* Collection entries
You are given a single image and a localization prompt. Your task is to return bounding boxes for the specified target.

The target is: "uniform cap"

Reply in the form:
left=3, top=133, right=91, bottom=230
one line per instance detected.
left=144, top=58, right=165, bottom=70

* TASK STATEMENT
Reproduce every one of the lines above word for word, with no character changed.

* RESPONSE TO THIS EXERCISE
You are given a single image and a localization prompt. Your task is to return bounding boxes for the specified target.

The target is: "uniform cap"

Reply in the form:
left=3, top=133, right=91, bottom=230
one line per instance detected.
left=144, top=58, right=165, bottom=70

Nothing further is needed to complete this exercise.